## WORK TO BE COMPLETED
Render the records below as a Markdown table with the columns Row and Line, numbering each line and omitting blank lines and pictures.

## RECORDS FOR THE TASK
* * *
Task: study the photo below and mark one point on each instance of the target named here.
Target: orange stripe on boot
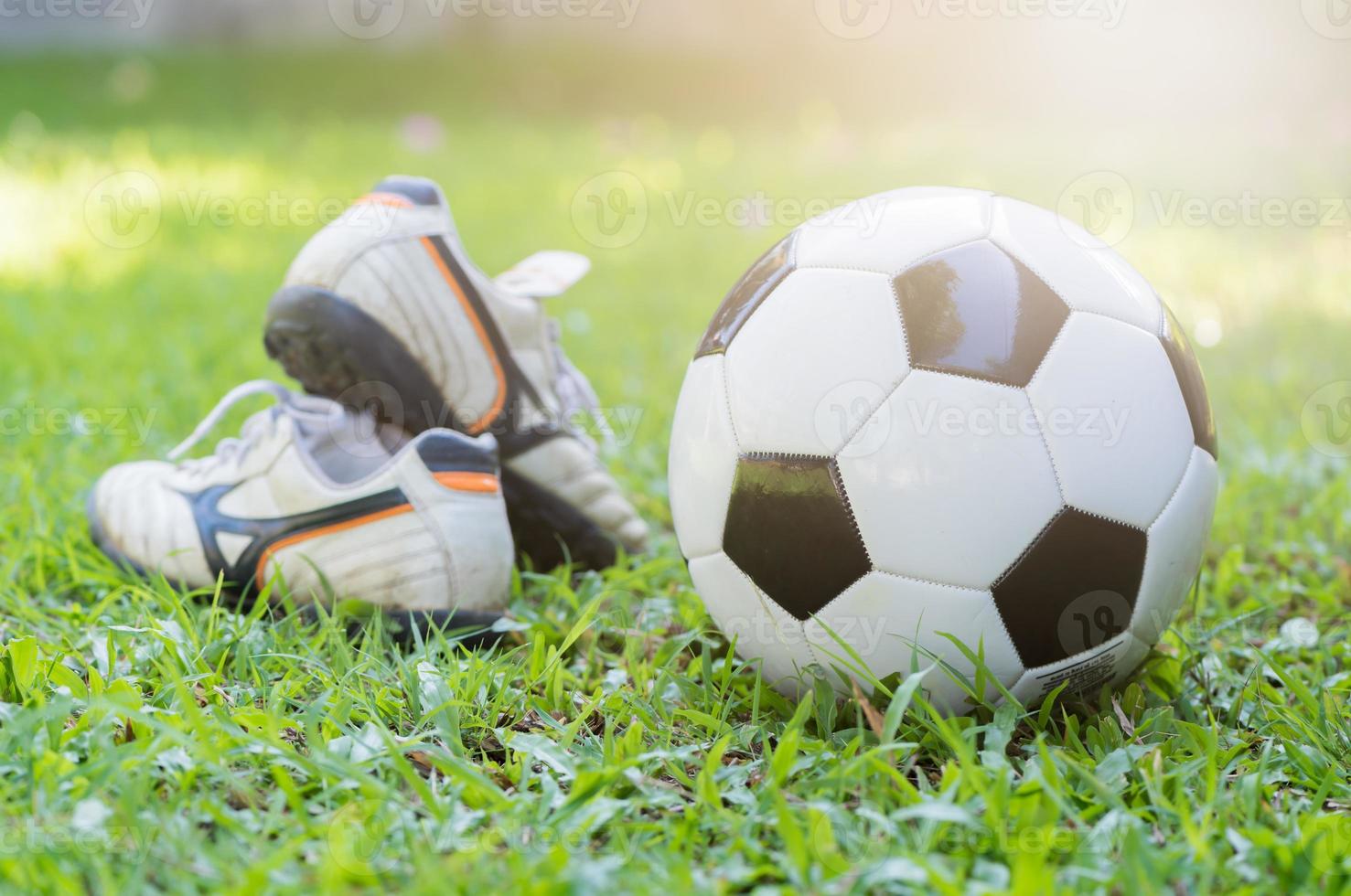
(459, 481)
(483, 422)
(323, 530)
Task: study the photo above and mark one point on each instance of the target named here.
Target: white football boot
* * *
## FULL ANSWER
| Row | Line |
|---|---|
| 1 | Task: study the photo below and mark one point on each instance of the target named here. |
| 2 | Target: orange stripe on boot |
| 3 | (459, 481) |
| 4 | (483, 422) |
| 5 | (323, 530) |
| 6 | Task: study the photo above and mark one point on each instance of the target named here. |
| 7 | Target: white football boot |